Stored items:

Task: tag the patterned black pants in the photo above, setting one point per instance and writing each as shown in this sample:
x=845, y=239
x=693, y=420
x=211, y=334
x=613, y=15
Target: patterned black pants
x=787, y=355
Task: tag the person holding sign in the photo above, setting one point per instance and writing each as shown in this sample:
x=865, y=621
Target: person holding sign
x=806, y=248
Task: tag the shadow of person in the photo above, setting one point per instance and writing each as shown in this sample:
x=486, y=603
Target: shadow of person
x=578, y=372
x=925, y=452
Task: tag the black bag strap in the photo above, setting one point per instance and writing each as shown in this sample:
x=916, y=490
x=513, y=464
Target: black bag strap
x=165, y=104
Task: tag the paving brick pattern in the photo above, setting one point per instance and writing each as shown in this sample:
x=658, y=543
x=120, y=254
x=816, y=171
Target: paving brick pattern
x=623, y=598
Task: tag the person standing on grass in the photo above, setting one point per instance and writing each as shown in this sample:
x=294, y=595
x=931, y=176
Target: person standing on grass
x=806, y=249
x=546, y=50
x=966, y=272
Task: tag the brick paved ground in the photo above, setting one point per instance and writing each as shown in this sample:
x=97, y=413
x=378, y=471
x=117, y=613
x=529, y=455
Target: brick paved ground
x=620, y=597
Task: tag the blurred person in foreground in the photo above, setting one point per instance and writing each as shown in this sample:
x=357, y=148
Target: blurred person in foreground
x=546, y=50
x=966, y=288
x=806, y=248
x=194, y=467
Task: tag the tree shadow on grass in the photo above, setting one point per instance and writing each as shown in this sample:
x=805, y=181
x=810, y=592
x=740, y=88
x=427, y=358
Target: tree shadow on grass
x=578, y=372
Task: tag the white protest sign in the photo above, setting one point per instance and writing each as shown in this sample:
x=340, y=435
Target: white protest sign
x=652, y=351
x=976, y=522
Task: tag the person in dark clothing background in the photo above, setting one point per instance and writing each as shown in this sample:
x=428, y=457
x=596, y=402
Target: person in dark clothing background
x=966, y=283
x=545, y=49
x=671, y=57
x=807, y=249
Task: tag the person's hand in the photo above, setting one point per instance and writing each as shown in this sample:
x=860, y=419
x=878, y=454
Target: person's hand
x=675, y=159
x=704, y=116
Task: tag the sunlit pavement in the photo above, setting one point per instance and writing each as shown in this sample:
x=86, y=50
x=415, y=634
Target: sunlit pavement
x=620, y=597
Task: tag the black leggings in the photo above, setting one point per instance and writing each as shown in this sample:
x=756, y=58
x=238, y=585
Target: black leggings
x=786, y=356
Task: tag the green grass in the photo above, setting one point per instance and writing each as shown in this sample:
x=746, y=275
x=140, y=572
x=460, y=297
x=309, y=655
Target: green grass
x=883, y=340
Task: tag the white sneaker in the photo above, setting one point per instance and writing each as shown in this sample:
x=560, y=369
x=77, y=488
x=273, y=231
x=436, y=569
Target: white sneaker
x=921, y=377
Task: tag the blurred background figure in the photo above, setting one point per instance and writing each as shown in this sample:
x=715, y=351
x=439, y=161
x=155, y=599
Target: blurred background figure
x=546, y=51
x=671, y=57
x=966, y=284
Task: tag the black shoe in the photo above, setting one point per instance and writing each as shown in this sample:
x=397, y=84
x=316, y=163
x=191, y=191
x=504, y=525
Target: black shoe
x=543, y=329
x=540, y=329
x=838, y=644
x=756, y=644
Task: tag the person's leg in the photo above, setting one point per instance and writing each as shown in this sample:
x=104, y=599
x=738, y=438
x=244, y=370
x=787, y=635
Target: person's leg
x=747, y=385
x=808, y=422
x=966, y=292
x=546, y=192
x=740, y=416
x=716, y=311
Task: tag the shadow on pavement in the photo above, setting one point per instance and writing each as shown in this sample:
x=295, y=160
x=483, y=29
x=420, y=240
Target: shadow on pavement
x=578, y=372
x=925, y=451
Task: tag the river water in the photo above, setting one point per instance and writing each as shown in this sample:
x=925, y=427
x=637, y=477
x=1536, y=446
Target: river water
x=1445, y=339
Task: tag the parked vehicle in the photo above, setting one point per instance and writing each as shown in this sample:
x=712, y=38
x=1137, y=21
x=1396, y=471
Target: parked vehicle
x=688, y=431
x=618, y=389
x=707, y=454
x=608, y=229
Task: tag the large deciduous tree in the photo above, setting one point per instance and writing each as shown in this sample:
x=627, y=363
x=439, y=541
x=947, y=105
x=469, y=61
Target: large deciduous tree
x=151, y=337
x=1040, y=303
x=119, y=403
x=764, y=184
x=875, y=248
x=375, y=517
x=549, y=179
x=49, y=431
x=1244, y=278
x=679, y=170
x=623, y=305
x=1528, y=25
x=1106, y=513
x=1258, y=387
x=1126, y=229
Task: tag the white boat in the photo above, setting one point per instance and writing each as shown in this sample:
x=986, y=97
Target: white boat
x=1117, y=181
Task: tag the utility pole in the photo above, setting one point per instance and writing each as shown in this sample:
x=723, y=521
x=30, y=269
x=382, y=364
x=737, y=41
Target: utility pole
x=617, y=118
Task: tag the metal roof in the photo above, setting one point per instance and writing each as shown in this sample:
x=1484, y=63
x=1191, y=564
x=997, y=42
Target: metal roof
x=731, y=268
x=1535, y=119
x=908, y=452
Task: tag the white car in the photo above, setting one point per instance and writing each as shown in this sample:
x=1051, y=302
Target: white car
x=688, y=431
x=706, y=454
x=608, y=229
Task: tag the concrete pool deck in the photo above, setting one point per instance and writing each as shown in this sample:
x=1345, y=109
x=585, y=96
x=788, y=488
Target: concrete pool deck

To do -
For this exercise, find all lines in the records containing the word "pool" and copy them.

Problem solution -
Task: tag the concrete pool deck in the photo above, setting one point per instance and writing each as shown in this sample:
Target: concrete pool deck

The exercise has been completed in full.